→ EXERCISE TASK
Please transcribe the listing below in full and word for word, without its pictures.

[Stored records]
-------

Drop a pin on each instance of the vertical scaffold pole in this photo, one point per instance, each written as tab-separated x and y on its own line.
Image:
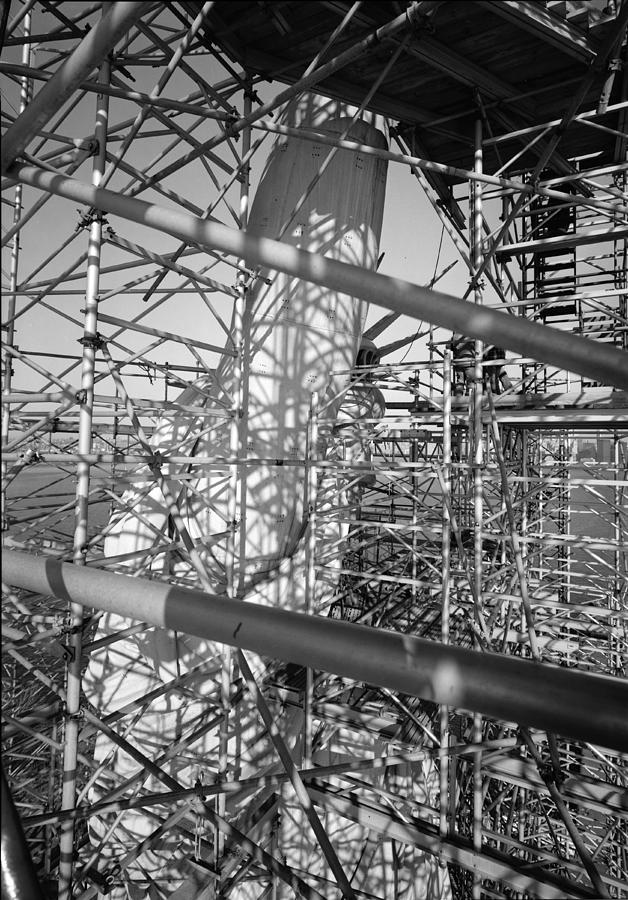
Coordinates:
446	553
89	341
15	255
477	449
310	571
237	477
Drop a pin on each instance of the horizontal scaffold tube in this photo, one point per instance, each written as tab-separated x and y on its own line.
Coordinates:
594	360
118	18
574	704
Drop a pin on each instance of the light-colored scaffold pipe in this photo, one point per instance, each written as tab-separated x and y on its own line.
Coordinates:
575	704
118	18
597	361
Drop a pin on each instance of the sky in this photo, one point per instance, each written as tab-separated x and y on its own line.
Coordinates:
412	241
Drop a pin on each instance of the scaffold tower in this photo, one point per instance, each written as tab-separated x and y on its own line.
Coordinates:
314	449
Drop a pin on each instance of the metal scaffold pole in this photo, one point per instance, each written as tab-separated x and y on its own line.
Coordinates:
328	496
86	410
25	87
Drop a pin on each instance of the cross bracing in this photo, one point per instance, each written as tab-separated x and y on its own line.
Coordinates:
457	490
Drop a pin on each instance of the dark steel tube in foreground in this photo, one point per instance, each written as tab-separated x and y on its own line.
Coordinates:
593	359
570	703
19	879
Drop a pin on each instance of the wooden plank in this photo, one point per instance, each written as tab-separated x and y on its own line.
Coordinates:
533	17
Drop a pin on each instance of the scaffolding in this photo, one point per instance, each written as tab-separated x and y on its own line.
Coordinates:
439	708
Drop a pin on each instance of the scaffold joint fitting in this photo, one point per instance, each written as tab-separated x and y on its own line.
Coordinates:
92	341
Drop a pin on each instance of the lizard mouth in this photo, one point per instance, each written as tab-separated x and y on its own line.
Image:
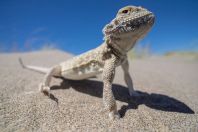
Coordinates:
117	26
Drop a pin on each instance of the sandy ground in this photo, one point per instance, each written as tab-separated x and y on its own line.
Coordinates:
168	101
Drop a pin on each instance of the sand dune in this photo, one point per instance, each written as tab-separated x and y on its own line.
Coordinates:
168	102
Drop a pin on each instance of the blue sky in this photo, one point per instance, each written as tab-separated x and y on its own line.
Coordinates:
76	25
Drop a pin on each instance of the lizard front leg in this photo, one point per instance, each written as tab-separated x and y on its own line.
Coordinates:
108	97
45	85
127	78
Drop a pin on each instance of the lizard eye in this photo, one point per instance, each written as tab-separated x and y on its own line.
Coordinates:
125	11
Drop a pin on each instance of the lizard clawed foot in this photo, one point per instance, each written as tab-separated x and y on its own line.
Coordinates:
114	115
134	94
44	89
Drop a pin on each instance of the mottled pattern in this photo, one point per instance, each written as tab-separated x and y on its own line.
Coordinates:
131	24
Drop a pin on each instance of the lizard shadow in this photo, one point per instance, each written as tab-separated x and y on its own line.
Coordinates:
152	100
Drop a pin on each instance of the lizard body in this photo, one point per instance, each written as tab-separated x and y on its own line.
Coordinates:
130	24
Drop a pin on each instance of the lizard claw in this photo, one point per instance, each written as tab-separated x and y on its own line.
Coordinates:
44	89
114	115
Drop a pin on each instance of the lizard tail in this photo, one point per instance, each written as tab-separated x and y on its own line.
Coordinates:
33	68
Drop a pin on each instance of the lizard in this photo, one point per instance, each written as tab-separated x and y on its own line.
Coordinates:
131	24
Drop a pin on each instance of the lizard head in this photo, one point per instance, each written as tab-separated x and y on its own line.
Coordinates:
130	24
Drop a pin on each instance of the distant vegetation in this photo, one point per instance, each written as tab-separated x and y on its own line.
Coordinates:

-------

→ OUTPUT
Drop a pin on each instance of the vertical scaffold pole in this photo, one point per instance, each written as tab-separated x and y on its own line.
Image:
Coordinates:
446	553
89	341
15	255
477	449
310	571
237	477
Drop a pin on each instance of the horizontal scaffold tube in this photo, one point per instance, each written as tab-separated x and y on its own line.
Coordinates:
594	360
118	18
574	704
Drop a pin on each instance of the light-colored scaffold pipe in this photo, one point per instance, each written as tab-separated x and y on its own line.
Coordinates:
575	704
118	18
597	361
Drop a pin on each instance of the sky in this photo, one point per instance, each written as tab-separated x and y on its own line.
Coordinates:
412	241
Drop a pin on each instance of the scaffold tower in this photo, one point per instance, each written as tab-separated x and y on its own line.
Coordinates:
314	449
Drop a pin on each instance of the metal scaffold pole in this photo, one point per instance, each written as tab-separated x and y on its own line.
Coordinates:
328	496
86	410
25	87
Drop a pin on each instance of the cross bracing in this photo, one point per instance, each written as tab-separated x and y on its own line.
Coordinates:
457	490
Drop a pin on each instance of the dark steel tube in foreground in this photo, one point per instance, each written as tab-separated x and y on its own line.
Coordinates:
593	359
570	703
19	879
Drop a pin on each instance of the wooden plank in this photo, one point per instance, each written as tab-separated x and y on its own line.
Coordinates:
533	17
Drop a pin on each instance of the scaffolding in this photo, one point per instance, each written as tab-separated x and y on its own line.
Coordinates:
439	708
Drop a pin on each instance of the scaffold joint fitting in this photo, one point per instance, each written as tab-separated x and y on its own line.
Coordinates:
92	341
Drop a pin on each instance of the lizard mouth in this photo, one point per instance, each written as tab-separated x and y on its own line.
Image:
Coordinates:
117	26
Drop a pin on each instance of the sandy ground in this photo, one point per instance, each written as tab-separated x and y on its own line.
Coordinates:
168	101
Drop a pin on each instance of the sand dune in this photo, one point per instance, each written as tab-separated x and y on its own line.
Coordinates:
168	102
Drop a pin on each instance of the blue sky in this photo, one point per instance, each written as tab-separated x and y on its own line.
Coordinates:
76	25
Drop a pin on each instance of the lizard front leg in this photo, one point per instance, each written as tab-separated x and y on its own line.
Coordinates:
108	97
45	85
127	78
Drop a pin on each instance of the lizard eye in this photo, one point per instance, each written as tab-separated x and y on its own line.
Coordinates:
125	11
Drop a pin on each instance of the lizard clawed foot in this photo, one point per instance, each written as tab-separated x and y on its own line.
Coordinates:
114	115
134	94
44	89
Drop a pin on each instance of the mottled pattern in this photo, one point per instance, each written as tab-separated x and y on its own line.
Coordinates:
131	24
Drop a pin on each instance of the lizard shadow in this photo, one point per instance, each written as tab-separated x and y on its own line.
Coordinates:
152	100
Drop a pin on each instance of the lizard body in this photo, one point per instance, each written as tab-separated x and y on its own line.
Coordinates:
130	24
Drop a pin on each instance of the lizard claw in this photo, one point per instance, each written as tab-separated x and y on its own line.
Coordinates:
44	89
114	115
Drop a pin on each instance of the lizard tail in this photo, one point per instance, each written as tab-separated x and y on its own line.
Coordinates:
33	68
Drop a pin on each instance of the lizard in this photo, one point per instance, each written as tab-separated x and y on its own line.
Coordinates:
131	24
Drop a pin on each instance of the lizard head in this photo, one point per instance, each written as tab-separated x and y on its own line.
Coordinates:
130	24
Drop a pin on each instance of the distant vegetation in this photo, one point per instance, each written as tab-separated x and y on its own line.
Coordinates:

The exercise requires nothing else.